• **Short exercise**
Retype only what runs from the line that contains "For the benchmark card, identify each instance of the blue" through the last line of the listing below, both lines included.

• **Record list**

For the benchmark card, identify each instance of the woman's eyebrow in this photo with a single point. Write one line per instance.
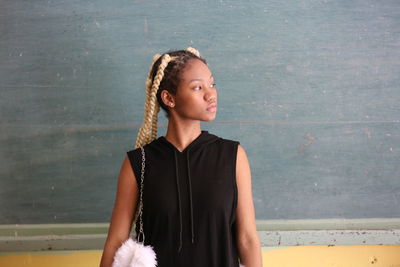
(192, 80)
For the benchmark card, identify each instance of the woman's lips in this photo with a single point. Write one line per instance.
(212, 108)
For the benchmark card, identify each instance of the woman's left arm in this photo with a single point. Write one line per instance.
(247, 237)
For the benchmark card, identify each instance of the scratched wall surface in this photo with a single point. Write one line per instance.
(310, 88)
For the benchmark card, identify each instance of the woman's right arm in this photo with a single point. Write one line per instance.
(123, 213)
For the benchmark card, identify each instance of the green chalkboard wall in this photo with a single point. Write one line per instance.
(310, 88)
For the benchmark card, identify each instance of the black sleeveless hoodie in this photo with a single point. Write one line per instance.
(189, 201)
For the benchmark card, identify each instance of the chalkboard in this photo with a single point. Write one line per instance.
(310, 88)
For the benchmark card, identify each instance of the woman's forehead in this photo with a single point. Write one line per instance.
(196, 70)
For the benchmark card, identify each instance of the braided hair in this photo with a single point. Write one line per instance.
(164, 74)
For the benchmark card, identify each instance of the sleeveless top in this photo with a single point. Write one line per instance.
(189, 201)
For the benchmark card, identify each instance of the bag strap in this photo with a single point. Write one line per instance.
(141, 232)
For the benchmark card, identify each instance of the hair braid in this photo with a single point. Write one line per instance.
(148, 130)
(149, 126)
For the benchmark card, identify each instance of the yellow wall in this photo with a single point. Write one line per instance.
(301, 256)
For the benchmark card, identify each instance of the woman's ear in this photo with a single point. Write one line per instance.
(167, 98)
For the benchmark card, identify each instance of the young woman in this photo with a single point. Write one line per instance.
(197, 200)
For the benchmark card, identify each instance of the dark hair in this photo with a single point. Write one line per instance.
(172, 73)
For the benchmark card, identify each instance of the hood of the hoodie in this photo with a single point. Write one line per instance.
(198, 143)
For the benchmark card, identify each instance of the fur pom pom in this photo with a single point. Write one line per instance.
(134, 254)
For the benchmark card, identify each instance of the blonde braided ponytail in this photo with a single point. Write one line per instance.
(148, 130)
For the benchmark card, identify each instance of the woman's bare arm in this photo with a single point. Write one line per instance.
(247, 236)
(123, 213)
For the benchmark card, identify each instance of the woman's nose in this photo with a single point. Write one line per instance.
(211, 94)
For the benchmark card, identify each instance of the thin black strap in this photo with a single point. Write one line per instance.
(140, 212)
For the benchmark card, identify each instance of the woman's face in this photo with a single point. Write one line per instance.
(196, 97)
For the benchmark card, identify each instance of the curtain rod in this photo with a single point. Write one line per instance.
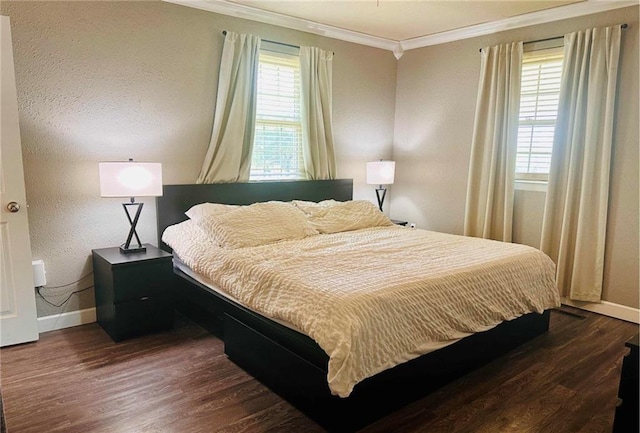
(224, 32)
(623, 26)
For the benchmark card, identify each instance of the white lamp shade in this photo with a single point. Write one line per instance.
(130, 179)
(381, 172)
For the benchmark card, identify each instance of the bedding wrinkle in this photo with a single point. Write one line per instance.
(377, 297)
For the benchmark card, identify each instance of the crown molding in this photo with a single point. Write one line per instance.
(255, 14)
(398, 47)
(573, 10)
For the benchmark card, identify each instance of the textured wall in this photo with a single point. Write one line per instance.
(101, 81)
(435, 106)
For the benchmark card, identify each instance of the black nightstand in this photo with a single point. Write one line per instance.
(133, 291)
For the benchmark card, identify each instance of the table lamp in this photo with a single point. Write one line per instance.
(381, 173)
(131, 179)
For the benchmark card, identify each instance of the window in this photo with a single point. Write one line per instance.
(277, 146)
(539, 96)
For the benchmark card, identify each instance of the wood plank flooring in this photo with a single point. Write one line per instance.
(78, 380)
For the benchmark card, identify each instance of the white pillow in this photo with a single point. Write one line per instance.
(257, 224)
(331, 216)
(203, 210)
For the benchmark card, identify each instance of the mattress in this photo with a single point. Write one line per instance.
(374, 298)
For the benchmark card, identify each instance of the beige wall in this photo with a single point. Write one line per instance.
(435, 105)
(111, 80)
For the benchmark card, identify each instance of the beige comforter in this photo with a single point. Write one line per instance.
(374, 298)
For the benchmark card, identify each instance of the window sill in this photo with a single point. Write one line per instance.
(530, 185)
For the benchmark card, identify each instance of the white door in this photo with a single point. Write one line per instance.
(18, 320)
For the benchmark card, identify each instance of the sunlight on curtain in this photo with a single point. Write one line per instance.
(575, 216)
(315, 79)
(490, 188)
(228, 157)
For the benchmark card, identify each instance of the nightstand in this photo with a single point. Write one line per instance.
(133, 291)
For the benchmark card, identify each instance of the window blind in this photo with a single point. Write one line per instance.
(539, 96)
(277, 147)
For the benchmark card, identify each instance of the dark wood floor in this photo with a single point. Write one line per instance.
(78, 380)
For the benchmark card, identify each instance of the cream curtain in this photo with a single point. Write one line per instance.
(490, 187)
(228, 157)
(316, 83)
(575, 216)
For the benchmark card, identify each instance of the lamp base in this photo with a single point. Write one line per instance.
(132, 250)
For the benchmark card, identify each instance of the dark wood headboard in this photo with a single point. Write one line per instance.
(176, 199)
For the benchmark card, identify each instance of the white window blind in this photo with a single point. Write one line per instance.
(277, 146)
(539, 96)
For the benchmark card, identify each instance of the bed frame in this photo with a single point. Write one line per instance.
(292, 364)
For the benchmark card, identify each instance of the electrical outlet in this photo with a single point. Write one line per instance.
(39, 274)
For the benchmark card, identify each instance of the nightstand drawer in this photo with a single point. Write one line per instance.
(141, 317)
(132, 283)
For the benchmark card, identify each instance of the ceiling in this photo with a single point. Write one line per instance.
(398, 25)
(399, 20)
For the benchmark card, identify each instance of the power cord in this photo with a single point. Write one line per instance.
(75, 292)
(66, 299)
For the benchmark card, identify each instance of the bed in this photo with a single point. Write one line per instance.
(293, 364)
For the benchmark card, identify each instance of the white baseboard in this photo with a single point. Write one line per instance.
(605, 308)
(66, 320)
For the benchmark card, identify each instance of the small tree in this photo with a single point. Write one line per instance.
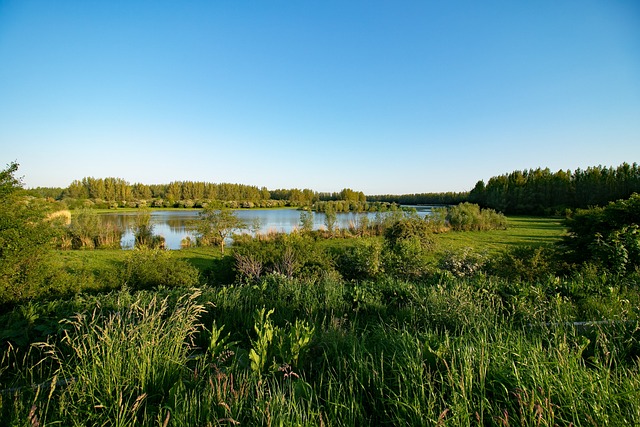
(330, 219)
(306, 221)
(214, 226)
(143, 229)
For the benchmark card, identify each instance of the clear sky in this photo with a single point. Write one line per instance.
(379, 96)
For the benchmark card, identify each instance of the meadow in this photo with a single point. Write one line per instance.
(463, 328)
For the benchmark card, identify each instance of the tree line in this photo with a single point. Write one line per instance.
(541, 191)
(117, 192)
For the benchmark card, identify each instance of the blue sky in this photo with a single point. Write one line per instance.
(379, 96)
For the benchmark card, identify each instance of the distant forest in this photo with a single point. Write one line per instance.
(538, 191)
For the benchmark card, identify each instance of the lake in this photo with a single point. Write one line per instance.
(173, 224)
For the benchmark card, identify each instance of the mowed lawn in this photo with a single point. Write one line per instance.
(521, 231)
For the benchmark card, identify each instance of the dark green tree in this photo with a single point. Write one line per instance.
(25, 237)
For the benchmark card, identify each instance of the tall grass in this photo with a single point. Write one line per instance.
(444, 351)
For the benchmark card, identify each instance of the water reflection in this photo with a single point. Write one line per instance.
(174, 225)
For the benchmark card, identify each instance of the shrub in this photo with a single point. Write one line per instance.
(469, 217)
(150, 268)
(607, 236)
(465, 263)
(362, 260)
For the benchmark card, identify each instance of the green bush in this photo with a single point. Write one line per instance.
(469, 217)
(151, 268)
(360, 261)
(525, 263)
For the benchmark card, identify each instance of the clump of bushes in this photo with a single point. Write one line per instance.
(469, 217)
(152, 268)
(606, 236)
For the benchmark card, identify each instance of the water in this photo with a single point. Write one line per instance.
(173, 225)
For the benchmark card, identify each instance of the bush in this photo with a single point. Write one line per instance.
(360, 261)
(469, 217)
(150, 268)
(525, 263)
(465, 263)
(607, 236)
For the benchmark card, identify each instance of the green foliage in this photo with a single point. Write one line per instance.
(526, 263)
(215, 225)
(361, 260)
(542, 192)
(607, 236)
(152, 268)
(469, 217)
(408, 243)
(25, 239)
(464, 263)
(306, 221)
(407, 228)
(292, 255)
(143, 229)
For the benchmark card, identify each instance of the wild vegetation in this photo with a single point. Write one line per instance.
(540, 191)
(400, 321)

• **Answer in full**
For the benchmark card, identify each instance of the blue sky in this photo with a single point. Write one line per instance.
(379, 96)
For the benchmark card, identify each instance of the distant forest in this photo with a single point. Write one line per instance.
(538, 191)
For the benchmark card, identify each instance of the lake in this photo with a single point. Write one line per instance.
(173, 224)
For the benchmark card, identify each instance of the mowed lawn in this photo with a single point. Write one line per instance.
(521, 231)
For the benchmark card, identify each instance of the dark green tree in this photo with a single point. Write one line per instance.
(25, 237)
For the benchmark card, identify each instance of the tall grass in this photo with a single point. Write one line per instance.
(444, 351)
For the benchmark card, identify each instance of the water reflection in this photo with a single point. Write one line per instance.
(174, 225)
For the benchmark card, identify each instance of the shrub in this photo with a single point. Write one line per instance.
(469, 217)
(150, 268)
(607, 236)
(465, 263)
(362, 260)
For the benchmark card, identify each instance of the green bush in this photo with a single point. Write one line per instance.
(469, 217)
(151, 268)
(360, 261)
(525, 263)
For the benchmark card, identify each instance of the clump of bushes in this photo with a single point. Write one line per instance.
(469, 217)
(152, 268)
(606, 236)
For the benchmark card, identify each instance of the water in this photo with a single point. Write one line per instance.
(173, 225)
For the benchmark card, identify each instance of the bush in this photo with a single point. Write one line per instance.
(360, 261)
(469, 217)
(150, 268)
(525, 263)
(465, 263)
(607, 236)
For the benchmark card, identify each instance of the green foliage in this photo with a single point. Write one line per instance.
(526, 263)
(215, 225)
(361, 260)
(542, 192)
(607, 236)
(152, 268)
(469, 217)
(408, 243)
(25, 239)
(464, 263)
(306, 221)
(407, 228)
(292, 255)
(143, 229)
For the benchmark card, identify each instance of the wild vegetation in this photo with a single point. Write one line per instance.
(540, 191)
(400, 321)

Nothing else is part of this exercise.